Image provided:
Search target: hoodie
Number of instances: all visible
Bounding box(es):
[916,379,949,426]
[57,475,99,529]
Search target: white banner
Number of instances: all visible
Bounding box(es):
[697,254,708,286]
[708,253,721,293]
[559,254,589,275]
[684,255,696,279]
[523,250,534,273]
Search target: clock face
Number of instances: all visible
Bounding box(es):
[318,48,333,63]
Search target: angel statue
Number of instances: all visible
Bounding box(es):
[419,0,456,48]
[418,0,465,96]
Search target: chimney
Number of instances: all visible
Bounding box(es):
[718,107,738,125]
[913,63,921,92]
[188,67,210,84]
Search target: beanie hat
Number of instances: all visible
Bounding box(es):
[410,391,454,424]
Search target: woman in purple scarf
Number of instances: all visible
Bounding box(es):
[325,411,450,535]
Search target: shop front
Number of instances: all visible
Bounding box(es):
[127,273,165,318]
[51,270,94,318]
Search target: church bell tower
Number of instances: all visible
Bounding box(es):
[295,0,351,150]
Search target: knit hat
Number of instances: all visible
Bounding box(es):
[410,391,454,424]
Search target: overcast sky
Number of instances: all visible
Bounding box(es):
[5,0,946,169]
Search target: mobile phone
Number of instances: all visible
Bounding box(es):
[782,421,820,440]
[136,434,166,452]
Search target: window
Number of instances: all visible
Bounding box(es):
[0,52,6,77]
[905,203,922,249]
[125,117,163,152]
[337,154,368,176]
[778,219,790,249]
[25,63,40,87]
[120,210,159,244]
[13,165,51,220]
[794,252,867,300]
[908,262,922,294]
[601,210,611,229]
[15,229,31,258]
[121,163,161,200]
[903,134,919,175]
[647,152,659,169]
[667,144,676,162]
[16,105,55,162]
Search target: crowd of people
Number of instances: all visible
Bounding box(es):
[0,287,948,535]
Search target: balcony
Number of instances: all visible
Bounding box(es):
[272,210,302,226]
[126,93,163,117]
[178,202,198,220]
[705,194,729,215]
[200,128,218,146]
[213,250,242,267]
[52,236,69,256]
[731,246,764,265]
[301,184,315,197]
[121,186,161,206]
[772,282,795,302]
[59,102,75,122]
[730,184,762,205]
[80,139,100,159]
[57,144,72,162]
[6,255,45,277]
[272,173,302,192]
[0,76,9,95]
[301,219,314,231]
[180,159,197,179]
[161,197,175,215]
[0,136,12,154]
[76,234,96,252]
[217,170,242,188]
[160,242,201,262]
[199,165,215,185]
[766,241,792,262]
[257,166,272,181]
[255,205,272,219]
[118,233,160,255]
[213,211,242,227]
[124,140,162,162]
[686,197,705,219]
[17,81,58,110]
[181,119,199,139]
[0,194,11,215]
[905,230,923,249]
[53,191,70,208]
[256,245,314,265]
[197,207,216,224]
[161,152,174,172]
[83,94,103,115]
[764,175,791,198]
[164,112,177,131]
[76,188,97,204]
------------------------------------------------------------
Output the listing above in its entirety, exactly as given.

**Exercise answer**.
Image provided:
Search target: hoodie
Number of instances: all visible
Bounding box(es):
[916,379,949,426]
[57,475,99,529]
Search target: white banner
Number of instances: all visible
Bounding box(es):
[697,254,708,286]
[708,253,721,293]
[559,254,589,275]
[684,255,696,279]
[523,250,534,273]
Search target: clock face
Number of instances: all visible
Bounding box(es):
[318,48,333,63]
Search target: angel statue
Number of instances: all visible
Bounding box(es):
[419,0,456,48]
[418,0,465,96]
Search target: chimney
Number of instances: all visible
Bounding box(es):
[718,107,738,125]
[913,63,921,92]
[188,67,210,84]
Search target: beanie hat
Number of instances: all visible
Bounding box(es):
[410,391,454,424]
Search target: woman in purple scarf
Number of instances: all visible
Bounding box(es):
[325,411,450,535]
Search target: shop front
Number of instances: all visible
Bounding box(es):
[127,273,165,318]
[51,270,94,318]
Search target: church bell tower
Number of instances: all visible
Bounding box(es):
[295,0,351,150]
Search target: knit hat
Number of instances: all visible
Bounding box(es):
[410,391,454,424]
Search target: overcast sky
Number of instances: all visible
Bounding box(es):
[5,0,946,169]
Search target: mobile phone
Number of instances: all visible
Bounding box(es):
[782,421,820,440]
[136,434,166,452]
Search target: window
Number of instances: all visible
Bounding box(es):
[0,52,6,77]
[905,203,922,249]
[125,117,163,152]
[337,154,368,176]
[778,219,790,249]
[25,63,40,87]
[120,210,159,244]
[13,165,51,220]
[794,252,867,300]
[908,262,922,294]
[601,210,611,229]
[15,229,31,258]
[121,163,161,200]
[903,134,919,175]
[647,152,659,169]
[667,144,676,162]
[16,105,55,162]
Search target: crowd of people
Number of instances: all visible
Bounding box(es):
[0,287,948,535]
Search target: balcony
Number of instances: all visible
Bounding box(es):
[272,210,302,226]
[126,93,163,117]
[178,202,198,220]
[705,194,729,215]
[200,128,218,146]
[213,250,242,267]
[52,236,69,256]
[731,246,764,265]
[301,184,315,197]
[121,186,161,206]
[772,282,795,302]
[59,102,75,122]
[730,184,762,205]
[80,139,100,159]
[57,144,72,162]
[6,255,45,277]
[272,173,302,192]
[0,76,9,95]
[301,219,314,231]
[180,159,197,179]
[161,197,175,215]
[0,136,12,154]
[76,234,96,252]
[217,170,242,188]
[160,242,201,262]
[199,165,215,185]
[766,241,792,262]
[257,166,272,181]
[255,205,272,219]
[118,233,160,255]
[213,211,242,227]
[124,140,162,162]
[686,197,705,219]
[17,81,58,110]
[181,119,199,139]
[0,194,11,215]
[905,230,923,249]
[53,191,70,208]
[256,245,314,265]
[197,207,216,224]
[161,152,174,172]
[83,94,103,115]
[764,175,791,198]
[164,112,177,131]
[76,188,97,204]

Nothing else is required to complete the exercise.